Write out the records once more, exactly as given.
***
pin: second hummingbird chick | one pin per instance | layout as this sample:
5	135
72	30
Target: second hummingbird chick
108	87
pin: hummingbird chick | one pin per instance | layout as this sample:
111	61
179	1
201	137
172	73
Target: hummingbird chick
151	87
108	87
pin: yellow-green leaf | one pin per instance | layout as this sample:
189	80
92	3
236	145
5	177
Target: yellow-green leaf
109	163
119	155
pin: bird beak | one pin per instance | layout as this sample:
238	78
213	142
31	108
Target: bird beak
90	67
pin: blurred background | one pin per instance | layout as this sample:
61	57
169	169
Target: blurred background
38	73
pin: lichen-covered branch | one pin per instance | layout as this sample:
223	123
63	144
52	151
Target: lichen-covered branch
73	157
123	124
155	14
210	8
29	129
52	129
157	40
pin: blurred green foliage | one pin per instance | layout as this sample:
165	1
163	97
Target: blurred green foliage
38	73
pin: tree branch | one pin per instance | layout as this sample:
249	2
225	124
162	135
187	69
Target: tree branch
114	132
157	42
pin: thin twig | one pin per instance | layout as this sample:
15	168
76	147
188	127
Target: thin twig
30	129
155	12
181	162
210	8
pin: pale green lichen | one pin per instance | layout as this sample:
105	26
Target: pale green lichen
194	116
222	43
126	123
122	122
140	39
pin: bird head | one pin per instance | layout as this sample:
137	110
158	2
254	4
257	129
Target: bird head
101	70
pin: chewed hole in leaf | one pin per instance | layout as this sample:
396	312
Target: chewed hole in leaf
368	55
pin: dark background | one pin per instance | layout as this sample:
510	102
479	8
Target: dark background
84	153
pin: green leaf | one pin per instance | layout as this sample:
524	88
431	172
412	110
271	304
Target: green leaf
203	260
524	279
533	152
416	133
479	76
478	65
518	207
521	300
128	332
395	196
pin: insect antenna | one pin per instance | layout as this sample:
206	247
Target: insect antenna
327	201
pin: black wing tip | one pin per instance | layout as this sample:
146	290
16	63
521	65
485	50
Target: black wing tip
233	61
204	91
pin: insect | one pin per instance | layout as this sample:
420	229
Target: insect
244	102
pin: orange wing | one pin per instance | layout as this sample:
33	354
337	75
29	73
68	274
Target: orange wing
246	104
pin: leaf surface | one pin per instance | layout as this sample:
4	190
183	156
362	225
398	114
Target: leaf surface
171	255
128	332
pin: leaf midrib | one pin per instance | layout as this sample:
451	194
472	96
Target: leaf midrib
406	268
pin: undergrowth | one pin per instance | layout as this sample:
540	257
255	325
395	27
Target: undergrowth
***
→ **OUTPUT**:
pin: second hummingbird chick | one pin per instance | layout as this sample:
5	135
72	30
Target: second hummingbird chick
108	87
pin: hummingbird chick | one pin per instance | layout as this sample:
111	61
179	1
201	137
172	73
Target: hummingbird chick
151	87
108	87
pin: yellow-green leaf | one pin per instance | layout as this sample:
189	80
92	3
236	145
5	177
Target: yellow-green leaf
109	163
119	155
pin: bird beak | one pin per instance | layout as this sample:
238	78
213	142
31	108
Target: bird beak
90	67
pin: blurred background | one pin per instance | layout as this sample:
61	57
169	169
Target: blurred background
38	73
pin: lichen-covered branch | one pin per instance | layout as this sample:
223	123
63	144
52	151
Target: lichen-covered branch
73	157
123	124
155	14
210	8
29	129
52	129
157	40
pin: blurred green foliage | one pin per instance | layout as this sample:
165	1
163	97
Target: blurred green foliage
38	73
pin: tree branch | one pin per instance | layout as this sample:
249	2
225	124
162	135
187	69
Target: tree branch
114	132
157	42
pin: thin twig | one pin per instance | layout as this sample:
15	168
76	147
188	127
Target: thin twig
30	129
155	12
181	162
210	8
pin: pale green lichen | one pin per instance | layout as this sample:
105	26
Target: pale green lichen
194	116
222	43
126	123
122	122
140	39
pin: bird head | one pin per instance | layout as this sample:
137	110
158	2
254	4
257	129
Target: bird head
101	70
pin: chewed hole in leaf | one pin per instance | layout as this sample:
396	312
Target: chewed hole in leaf
368	55
pin: dark background | one pin per instance | layout as this sample:
510	102
479	8
Target: dark background
84	153
pin: green leaf | one pin per instance | layout as this sample:
524	88
431	172
412	110
271	304
Target: green leaf
203	260
524	279
533	152
416	133
479	76
478	65
518	207
521	300
128	332
395	196
pin: insect antenna | one pin per instance | layout as this sample:
206	247
Target: insect antenna
327	201
pin: black wing tip | one pin per instance | layout as this sample:
146	290
16	63
521	65
485	50
Target: black wing tip
233	61
204	91
pin: insect | one pin per instance | layout as this sample:
420	229
Target: insect
244	102
pin: orange wing | one pin per instance | layout as this sample:
33	354
337	75
29	73
68	274
Target: orange wing
246	104
pin: leaf surface | one pin per instance | layout as this sample:
4	190
183	156
362	225
398	114
Target: leaf surface
171	255
128	332
pin: leaf midrib | one pin per instance | layout as this sample:
451	194
472	96
Target: leaf midrib
406	268
pin: undergrowth | one pin per instance | layout as this sample:
540	257
255	325
395	27
Target: undergrowth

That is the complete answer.